__Exercise objective__. Reproduce the lines below without changes, starting from the first line and continuing up to and including the line that contains "175 115 L 173".

Region annotation items
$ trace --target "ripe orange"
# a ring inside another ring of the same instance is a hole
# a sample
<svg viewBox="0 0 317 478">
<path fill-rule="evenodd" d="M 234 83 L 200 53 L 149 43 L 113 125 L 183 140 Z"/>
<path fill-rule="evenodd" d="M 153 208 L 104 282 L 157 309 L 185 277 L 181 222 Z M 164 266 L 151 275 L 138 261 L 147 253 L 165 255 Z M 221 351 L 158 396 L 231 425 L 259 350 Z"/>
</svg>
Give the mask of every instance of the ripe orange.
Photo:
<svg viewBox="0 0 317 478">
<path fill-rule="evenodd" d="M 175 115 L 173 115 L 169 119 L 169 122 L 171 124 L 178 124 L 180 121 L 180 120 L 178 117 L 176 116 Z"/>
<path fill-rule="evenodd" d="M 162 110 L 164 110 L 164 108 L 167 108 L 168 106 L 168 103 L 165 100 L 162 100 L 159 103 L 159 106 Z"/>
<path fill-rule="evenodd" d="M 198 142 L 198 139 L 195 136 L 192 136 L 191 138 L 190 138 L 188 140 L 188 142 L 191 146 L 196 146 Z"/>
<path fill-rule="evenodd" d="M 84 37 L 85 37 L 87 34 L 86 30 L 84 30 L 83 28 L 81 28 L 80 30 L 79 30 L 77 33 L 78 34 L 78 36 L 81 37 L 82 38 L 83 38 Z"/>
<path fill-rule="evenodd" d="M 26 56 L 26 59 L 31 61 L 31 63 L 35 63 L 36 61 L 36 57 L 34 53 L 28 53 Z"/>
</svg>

__Problem solution__.
$ trace --target "ripe orange"
# a ring inside another ring of the same instance is a hole
# a sample
<svg viewBox="0 0 317 478">
<path fill-rule="evenodd" d="M 234 83 L 200 53 L 149 43 L 113 125 L 183 140 Z"/>
<path fill-rule="evenodd" d="M 153 208 L 104 282 L 157 309 L 185 277 L 181 222 Z M 164 266 L 151 275 L 138 261 L 147 253 L 165 255 Z M 221 351 L 158 396 L 231 425 L 259 350 Z"/>
</svg>
Give the mask of every instance of the ripe orange.
Photo:
<svg viewBox="0 0 317 478">
<path fill-rule="evenodd" d="M 175 115 L 173 115 L 169 119 L 169 122 L 171 124 L 178 124 L 180 121 L 180 120 L 178 117 L 176 116 Z"/>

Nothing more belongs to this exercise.